**PROBLEM:**
Can you rewrite each of the items below, swapping "Inspect carefully" for "Look closely" and leaving everything else unchanged?

....................

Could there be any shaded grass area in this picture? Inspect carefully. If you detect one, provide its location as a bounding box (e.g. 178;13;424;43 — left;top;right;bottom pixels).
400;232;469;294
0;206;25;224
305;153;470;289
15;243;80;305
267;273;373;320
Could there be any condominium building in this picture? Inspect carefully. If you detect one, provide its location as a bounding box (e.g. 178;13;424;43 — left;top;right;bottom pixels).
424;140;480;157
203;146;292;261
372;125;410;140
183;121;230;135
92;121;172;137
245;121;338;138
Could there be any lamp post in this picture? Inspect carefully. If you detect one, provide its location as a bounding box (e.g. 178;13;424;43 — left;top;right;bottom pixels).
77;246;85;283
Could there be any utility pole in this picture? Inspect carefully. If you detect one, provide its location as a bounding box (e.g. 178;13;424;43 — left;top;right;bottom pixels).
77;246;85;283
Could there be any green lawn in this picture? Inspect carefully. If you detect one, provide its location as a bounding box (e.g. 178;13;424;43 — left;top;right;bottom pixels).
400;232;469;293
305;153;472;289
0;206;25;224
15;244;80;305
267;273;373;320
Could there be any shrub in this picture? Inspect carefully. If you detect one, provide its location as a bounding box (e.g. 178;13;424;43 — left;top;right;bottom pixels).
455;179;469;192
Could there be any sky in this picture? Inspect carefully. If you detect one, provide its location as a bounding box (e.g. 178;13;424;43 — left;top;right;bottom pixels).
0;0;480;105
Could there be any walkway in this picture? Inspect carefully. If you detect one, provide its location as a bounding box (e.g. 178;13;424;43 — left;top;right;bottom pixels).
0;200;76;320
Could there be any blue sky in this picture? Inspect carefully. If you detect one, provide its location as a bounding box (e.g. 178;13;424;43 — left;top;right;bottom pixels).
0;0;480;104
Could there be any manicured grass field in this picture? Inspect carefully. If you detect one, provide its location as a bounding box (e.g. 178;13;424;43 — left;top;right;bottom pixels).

....................

**RESULT OF THIS EXERCISE:**
Could there be any shaded grass area in this picture? Look closely. If you detect one, provide its location as a bounding box (e.g. 178;13;424;43 — left;top;right;bottom pixels).
400;232;469;294
0;206;25;224
305;153;470;289
15;243;80;305
267;273;373;320
Could there be any condominium building in this picture? Look closely. If you detect one, provide its location as a bounding box (e.g. 178;13;424;43 — left;top;right;bottom pixels).
424;140;480;157
203;146;292;261
372;125;410;140
183;121;230;135
92;121;172;137
245;121;338;138
Could there be any lamp post in this picture? Look closely. If you detect one, provide its location as a bounding box (e.g. 178;13;424;43 — left;top;right;bottom pixels).
77;246;85;283
Could there be any utility pole in this picture? Look closely. If you detect one, provide its location as a bounding box (e.g. 178;13;424;43 — left;top;right;bottom pixels).
77;246;85;283
Could there be any green lawn in this picture? Look closely. If you detect one, provide its location as a bounding box (e.g. 178;13;424;43 — left;top;right;bottom pixels).
400;232;469;293
305;153;472;289
0;206;25;224
15;244;80;305
267;273;373;320
Could there be any shrub in this picture? Look closely. If you detect one, provide its location as a bounding box (e.g. 178;13;424;43 — left;top;right;bottom pixels).
455;179;469;192
Could there be any sky in this picture? Look closely. If you detect one, provide its location as a bounding box (e.g. 178;13;424;43 — left;top;right;bottom pixels).
0;0;480;105
Could there be any walkway in this picture? Look closely. If you detect one, provide its location as a bounding box (e.g. 178;13;424;43 — left;top;right;bottom pixels).
0;200;76;320
Could there be any blue sky in this picture? Look closely. If you detect one, provide its location as a bounding box (e.g. 178;13;424;43 — left;top;right;bottom pixels).
0;0;480;104
Could there be any manicured grass field in this picture? Look closely. If you detect one, provide its location as a bounding box (e.g. 178;13;424;43 — left;top;right;bottom pixels).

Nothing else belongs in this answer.